• What you will do
Reproduce the listing that follows character for character, excluding its pictures.
Entries supplied section start
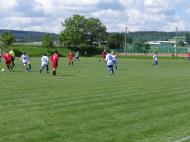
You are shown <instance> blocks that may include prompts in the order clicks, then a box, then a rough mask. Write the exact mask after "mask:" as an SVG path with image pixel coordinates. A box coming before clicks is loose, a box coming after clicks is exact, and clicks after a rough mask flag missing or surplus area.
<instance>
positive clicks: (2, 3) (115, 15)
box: [0, 0, 190, 33]
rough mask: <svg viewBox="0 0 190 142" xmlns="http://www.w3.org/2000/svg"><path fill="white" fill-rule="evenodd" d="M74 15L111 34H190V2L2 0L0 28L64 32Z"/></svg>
mask: <svg viewBox="0 0 190 142" xmlns="http://www.w3.org/2000/svg"><path fill="white" fill-rule="evenodd" d="M74 14H79V15H83V16H86V17H87V18H90V17H93V18H99V19H100V20H101V21H102V23H103V24H104V25H106V27H107V31H108V32H124V31H125V30H126V27H127V31H131V32H133V31H167V32H169V31H175V29H176V27H178V30H179V31H190V2H189V0H0V29H12V30H23V31H41V32H52V33H60V32H61V31H62V30H63V29H64V27H63V26H62V25H61V22H62V21H64V20H65V19H67V18H69V17H71V16H72V15H74Z"/></svg>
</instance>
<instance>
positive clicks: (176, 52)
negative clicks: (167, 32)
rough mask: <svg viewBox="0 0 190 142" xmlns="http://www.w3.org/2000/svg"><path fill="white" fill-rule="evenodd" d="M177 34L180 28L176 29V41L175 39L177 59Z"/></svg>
mask: <svg viewBox="0 0 190 142" xmlns="http://www.w3.org/2000/svg"><path fill="white" fill-rule="evenodd" d="M177 32H178V28H177V27H176V39H175V56H176V57H177V40H178V37H177V36H178V35H177Z"/></svg>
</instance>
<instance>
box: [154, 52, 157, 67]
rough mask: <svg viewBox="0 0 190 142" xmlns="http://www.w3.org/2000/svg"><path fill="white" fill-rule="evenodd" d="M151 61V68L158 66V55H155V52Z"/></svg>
mask: <svg viewBox="0 0 190 142" xmlns="http://www.w3.org/2000/svg"><path fill="white" fill-rule="evenodd" d="M153 60H154V62H153V66H158V54H157V52H155V53H154V55H153Z"/></svg>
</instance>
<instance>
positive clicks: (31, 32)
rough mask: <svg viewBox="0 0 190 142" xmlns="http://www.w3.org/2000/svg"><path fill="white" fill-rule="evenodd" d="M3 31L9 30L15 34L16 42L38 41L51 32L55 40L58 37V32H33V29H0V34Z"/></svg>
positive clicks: (0, 33) (6, 30)
mask: <svg viewBox="0 0 190 142" xmlns="http://www.w3.org/2000/svg"><path fill="white" fill-rule="evenodd" d="M3 32H11V33H13V34H14V35H15V36H16V41H17V42H38V41H41V39H42V37H43V36H44V35H45V34H51V35H52V36H53V37H54V39H55V40H57V39H58V34H55V33H46V32H34V31H18V30H3V29H2V30H0V34H1V33H3Z"/></svg>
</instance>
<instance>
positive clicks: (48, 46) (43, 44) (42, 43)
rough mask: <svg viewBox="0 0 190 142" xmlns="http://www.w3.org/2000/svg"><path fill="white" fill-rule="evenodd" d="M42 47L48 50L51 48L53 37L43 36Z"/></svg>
Entries supplied section end
• Answer to the problem
You are shown <instance> blocks that may include prompts in the order clicks, then a box, then a rough mask. Write the exact mask after "mask:" as an SVG path with image pixel coordinates. A box coming before clicks is loose, a box coming after clicks is exact, and clicks after a rough mask flag missing or surplus area.
<instance>
positive clicks: (2, 3) (115, 15)
box: [0, 0, 190, 33]
rough mask: <svg viewBox="0 0 190 142" xmlns="http://www.w3.org/2000/svg"><path fill="white" fill-rule="evenodd" d="M74 15L111 34H190V2L2 0L0 28L64 32Z"/></svg>
mask: <svg viewBox="0 0 190 142" xmlns="http://www.w3.org/2000/svg"><path fill="white" fill-rule="evenodd" d="M74 14H79V15H83V16H86V17H87V18H90V17H93V18H99V19H100V20H101V21H102V23H103V24H104V25H106V27H107V31H108V32H124V31H125V30H126V27H127V31H131V32H133V31H167V32H169V31H175V29H176V27H178V30H179V31H190V2H189V0H0V29H12V30H23V31H41V32H52V33H60V32H61V31H62V30H63V29H64V27H63V26H62V25H61V22H62V21H64V20H65V19H67V18H69V17H71V16H72V15H74Z"/></svg>
</instance>
<instance>
positive clicks: (176, 52)
negative clicks: (167, 32)
rough mask: <svg viewBox="0 0 190 142" xmlns="http://www.w3.org/2000/svg"><path fill="white" fill-rule="evenodd" d="M177 34L180 28L176 29V41L175 39L177 59Z"/></svg>
mask: <svg viewBox="0 0 190 142" xmlns="http://www.w3.org/2000/svg"><path fill="white" fill-rule="evenodd" d="M177 32H178V28H177V27H176V39H175V56H176V57H177V40H178V37H177V36H178V35H177Z"/></svg>
</instance>
<instance>
box: [154, 52, 157, 67]
rough mask: <svg viewBox="0 0 190 142" xmlns="http://www.w3.org/2000/svg"><path fill="white" fill-rule="evenodd" d="M151 61V68L158 66V55H155V52Z"/></svg>
mask: <svg viewBox="0 0 190 142" xmlns="http://www.w3.org/2000/svg"><path fill="white" fill-rule="evenodd" d="M153 60H154V62H153V66H158V54H157V52H155V53H154V55H153Z"/></svg>
</instance>
<instance>
positive clicks: (31, 32)
rough mask: <svg viewBox="0 0 190 142" xmlns="http://www.w3.org/2000/svg"><path fill="white" fill-rule="evenodd" d="M3 31L9 30L15 34L16 42L38 41L51 32L55 40L58 37V32H33V29H0V34Z"/></svg>
positive clicks: (0, 33) (6, 30)
mask: <svg viewBox="0 0 190 142" xmlns="http://www.w3.org/2000/svg"><path fill="white" fill-rule="evenodd" d="M3 32H11V33H13V34H14V35H15V36H16V41H17V42H38V41H41V39H42V37H43V36H44V35H45V34H51V35H52V36H53V37H54V39H55V40H57V39H58V34H55V33H46V32H34V31H18V30H3V29H2V30H0V34H1V33H3Z"/></svg>
</instance>
<instance>
positive clicks: (48, 46) (43, 44) (42, 43)
rough mask: <svg viewBox="0 0 190 142" xmlns="http://www.w3.org/2000/svg"><path fill="white" fill-rule="evenodd" d="M42 47L48 50L51 48L53 37L43 36Z"/></svg>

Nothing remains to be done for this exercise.